*** THE INPUT Section Begins ***

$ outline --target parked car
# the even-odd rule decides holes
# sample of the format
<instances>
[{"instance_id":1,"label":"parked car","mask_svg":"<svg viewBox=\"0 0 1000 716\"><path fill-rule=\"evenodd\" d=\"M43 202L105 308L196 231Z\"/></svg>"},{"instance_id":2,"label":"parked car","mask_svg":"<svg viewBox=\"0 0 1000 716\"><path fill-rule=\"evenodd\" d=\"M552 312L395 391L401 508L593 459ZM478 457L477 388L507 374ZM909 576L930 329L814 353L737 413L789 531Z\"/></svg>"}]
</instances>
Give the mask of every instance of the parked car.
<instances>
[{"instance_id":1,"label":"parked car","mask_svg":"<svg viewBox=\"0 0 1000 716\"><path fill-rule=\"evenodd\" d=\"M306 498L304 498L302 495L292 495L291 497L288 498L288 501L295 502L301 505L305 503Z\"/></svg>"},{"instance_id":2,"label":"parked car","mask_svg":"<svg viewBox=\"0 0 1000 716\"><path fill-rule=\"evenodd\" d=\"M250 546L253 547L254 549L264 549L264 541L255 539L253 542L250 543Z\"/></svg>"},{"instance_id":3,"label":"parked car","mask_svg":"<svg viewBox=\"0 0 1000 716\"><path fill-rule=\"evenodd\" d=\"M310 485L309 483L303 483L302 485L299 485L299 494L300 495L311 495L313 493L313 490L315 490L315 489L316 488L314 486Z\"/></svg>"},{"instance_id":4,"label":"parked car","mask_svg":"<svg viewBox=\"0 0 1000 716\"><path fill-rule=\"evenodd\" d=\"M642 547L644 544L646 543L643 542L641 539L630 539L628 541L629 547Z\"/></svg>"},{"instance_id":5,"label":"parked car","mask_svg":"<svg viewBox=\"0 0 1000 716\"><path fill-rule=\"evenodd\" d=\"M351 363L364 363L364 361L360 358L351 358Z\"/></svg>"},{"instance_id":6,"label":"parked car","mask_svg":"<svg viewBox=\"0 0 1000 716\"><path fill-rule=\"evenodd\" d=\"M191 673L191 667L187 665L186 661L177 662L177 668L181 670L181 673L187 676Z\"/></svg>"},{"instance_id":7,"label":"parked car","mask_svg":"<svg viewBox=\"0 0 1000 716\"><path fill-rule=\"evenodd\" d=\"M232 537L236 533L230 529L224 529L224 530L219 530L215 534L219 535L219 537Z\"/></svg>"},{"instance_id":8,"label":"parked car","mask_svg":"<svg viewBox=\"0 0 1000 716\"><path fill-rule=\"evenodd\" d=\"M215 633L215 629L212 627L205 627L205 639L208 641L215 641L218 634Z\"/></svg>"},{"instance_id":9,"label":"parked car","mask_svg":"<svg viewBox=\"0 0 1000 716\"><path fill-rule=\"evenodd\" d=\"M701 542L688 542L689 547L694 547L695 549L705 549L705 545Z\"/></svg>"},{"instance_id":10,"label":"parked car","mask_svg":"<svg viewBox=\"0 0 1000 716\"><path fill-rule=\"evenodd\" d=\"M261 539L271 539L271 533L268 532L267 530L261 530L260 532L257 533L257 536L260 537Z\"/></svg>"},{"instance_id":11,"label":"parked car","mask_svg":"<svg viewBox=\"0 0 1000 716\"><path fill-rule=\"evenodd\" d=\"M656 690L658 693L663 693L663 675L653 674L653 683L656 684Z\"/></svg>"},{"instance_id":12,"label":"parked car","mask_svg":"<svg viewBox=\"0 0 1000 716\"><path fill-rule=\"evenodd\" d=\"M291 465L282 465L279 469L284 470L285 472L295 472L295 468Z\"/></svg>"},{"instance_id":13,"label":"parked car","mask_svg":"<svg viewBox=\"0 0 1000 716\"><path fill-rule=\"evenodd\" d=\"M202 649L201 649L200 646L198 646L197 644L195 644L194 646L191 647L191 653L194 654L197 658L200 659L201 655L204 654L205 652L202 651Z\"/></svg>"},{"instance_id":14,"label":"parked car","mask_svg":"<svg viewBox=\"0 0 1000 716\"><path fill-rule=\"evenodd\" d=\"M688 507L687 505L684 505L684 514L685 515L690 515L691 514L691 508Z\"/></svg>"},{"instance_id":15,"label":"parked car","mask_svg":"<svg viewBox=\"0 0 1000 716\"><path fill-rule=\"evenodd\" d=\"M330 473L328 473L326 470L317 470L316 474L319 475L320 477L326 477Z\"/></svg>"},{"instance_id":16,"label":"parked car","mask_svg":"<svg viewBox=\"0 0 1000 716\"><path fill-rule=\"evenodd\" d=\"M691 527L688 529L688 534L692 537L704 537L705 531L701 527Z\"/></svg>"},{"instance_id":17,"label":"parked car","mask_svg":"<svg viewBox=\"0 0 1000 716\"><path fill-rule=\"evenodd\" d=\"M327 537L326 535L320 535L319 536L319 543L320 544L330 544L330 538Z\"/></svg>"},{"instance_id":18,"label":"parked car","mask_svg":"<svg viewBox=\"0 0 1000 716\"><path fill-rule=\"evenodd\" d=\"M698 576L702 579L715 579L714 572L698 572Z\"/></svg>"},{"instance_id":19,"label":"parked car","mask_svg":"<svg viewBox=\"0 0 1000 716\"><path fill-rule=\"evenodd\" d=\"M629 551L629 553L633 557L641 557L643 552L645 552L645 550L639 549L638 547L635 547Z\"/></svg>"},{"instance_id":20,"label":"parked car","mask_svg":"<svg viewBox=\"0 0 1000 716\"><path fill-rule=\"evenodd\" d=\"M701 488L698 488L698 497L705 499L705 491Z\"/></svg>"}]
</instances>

*** THE INPUT Section Ends ***

ASSIGNED TASK — Type out the entries once more, precisely.

SOLUTION TO THIS EXERCISE —
$ outline --target parked car
# the even-odd rule decides holes
# sample of the format
<instances>
[{"instance_id":1,"label":"parked car","mask_svg":"<svg viewBox=\"0 0 1000 716\"><path fill-rule=\"evenodd\" d=\"M43 202L105 308L196 231Z\"/></svg>"},{"instance_id":2,"label":"parked car","mask_svg":"<svg viewBox=\"0 0 1000 716\"><path fill-rule=\"evenodd\" d=\"M552 312L395 391L401 508L593 459ZM478 457L477 388L507 374ZM909 576L930 329L814 353L737 413L789 531Z\"/></svg>"}]
</instances>
Give the mask of every instance of the parked car.
<instances>
[{"instance_id":1,"label":"parked car","mask_svg":"<svg viewBox=\"0 0 1000 716\"><path fill-rule=\"evenodd\" d=\"M306 498L304 498L302 495L292 495L291 497L288 498L288 501L295 502L301 505L305 503Z\"/></svg>"},{"instance_id":2,"label":"parked car","mask_svg":"<svg viewBox=\"0 0 1000 716\"><path fill-rule=\"evenodd\" d=\"M250 546L253 547L254 549L264 549L264 541L255 539L253 542L250 543Z\"/></svg>"},{"instance_id":3,"label":"parked car","mask_svg":"<svg viewBox=\"0 0 1000 716\"><path fill-rule=\"evenodd\" d=\"M310 485L309 483L303 483L302 485L299 485L299 494L300 495L311 495L313 493L313 490L315 490L315 489L316 488L314 486Z\"/></svg>"},{"instance_id":4,"label":"parked car","mask_svg":"<svg viewBox=\"0 0 1000 716\"><path fill-rule=\"evenodd\" d=\"M642 547L644 544L646 543L643 542L641 539L630 539L628 541L629 547Z\"/></svg>"},{"instance_id":5,"label":"parked car","mask_svg":"<svg viewBox=\"0 0 1000 716\"><path fill-rule=\"evenodd\" d=\"M351 363L364 363L364 361L360 358L351 358Z\"/></svg>"},{"instance_id":6,"label":"parked car","mask_svg":"<svg viewBox=\"0 0 1000 716\"><path fill-rule=\"evenodd\" d=\"M191 673L191 667L187 665L186 661L177 662L177 668L181 670L181 673L187 676Z\"/></svg>"},{"instance_id":7,"label":"parked car","mask_svg":"<svg viewBox=\"0 0 1000 716\"><path fill-rule=\"evenodd\" d=\"M232 537L236 533L230 529L224 529L224 530L219 530L215 534L219 535L219 537Z\"/></svg>"},{"instance_id":8,"label":"parked car","mask_svg":"<svg viewBox=\"0 0 1000 716\"><path fill-rule=\"evenodd\" d=\"M215 633L215 629L212 627L205 627L205 639L208 641L215 641L218 634Z\"/></svg>"},{"instance_id":9,"label":"parked car","mask_svg":"<svg viewBox=\"0 0 1000 716\"><path fill-rule=\"evenodd\" d=\"M701 542L688 542L689 547L694 547L695 549L705 549L705 545Z\"/></svg>"},{"instance_id":10,"label":"parked car","mask_svg":"<svg viewBox=\"0 0 1000 716\"><path fill-rule=\"evenodd\" d=\"M261 539L271 539L271 533L268 532L267 530L261 530L260 532L257 533L257 536L260 537Z\"/></svg>"},{"instance_id":11,"label":"parked car","mask_svg":"<svg viewBox=\"0 0 1000 716\"><path fill-rule=\"evenodd\" d=\"M656 690L658 693L663 693L663 675L653 674L653 683L656 684Z\"/></svg>"},{"instance_id":12,"label":"parked car","mask_svg":"<svg viewBox=\"0 0 1000 716\"><path fill-rule=\"evenodd\" d=\"M291 465L282 465L279 469L284 470L285 472L295 472L295 468Z\"/></svg>"},{"instance_id":13,"label":"parked car","mask_svg":"<svg viewBox=\"0 0 1000 716\"><path fill-rule=\"evenodd\" d=\"M202 649L201 649L200 646L198 646L197 644L195 644L194 646L191 647L191 653L194 654L197 658L200 659L201 655L204 654L205 652L202 651Z\"/></svg>"},{"instance_id":14,"label":"parked car","mask_svg":"<svg viewBox=\"0 0 1000 716\"><path fill-rule=\"evenodd\" d=\"M688 507L687 505L684 505L684 514L685 515L690 515L691 514L691 508Z\"/></svg>"},{"instance_id":15,"label":"parked car","mask_svg":"<svg viewBox=\"0 0 1000 716\"><path fill-rule=\"evenodd\" d=\"M330 473L328 473L326 470L317 470L316 474L319 475L320 477L326 477Z\"/></svg>"},{"instance_id":16,"label":"parked car","mask_svg":"<svg viewBox=\"0 0 1000 716\"><path fill-rule=\"evenodd\" d=\"M691 527L688 529L688 534L692 537L704 537L705 531L701 527Z\"/></svg>"},{"instance_id":17,"label":"parked car","mask_svg":"<svg viewBox=\"0 0 1000 716\"><path fill-rule=\"evenodd\" d=\"M327 537L326 535L320 535L319 536L319 543L320 544L330 544L330 538Z\"/></svg>"},{"instance_id":18,"label":"parked car","mask_svg":"<svg viewBox=\"0 0 1000 716\"><path fill-rule=\"evenodd\" d=\"M698 576L702 579L715 579L714 572L698 572Z\"/></svg>"},{"instance_id":19,"label":"parked car","mask_svg":"<svg viewBox=\"0 0 1000 716\"><path fill-rule=\"evenodd\" d=\"M629 551L629 553L633 557L641 557L643 552L645 552L645 550L639 549L638 547L635 547Z\"/></svg>"},{"instance_id":20,"label":"parked car","mask_svg":"<svg viewBox=\"0 0 1000 716\"><path fill-rule=\"evenodd\" d=\"M701 488L698 488L698 497L705 499L705 491Z\"/></svg>"}]
</instances>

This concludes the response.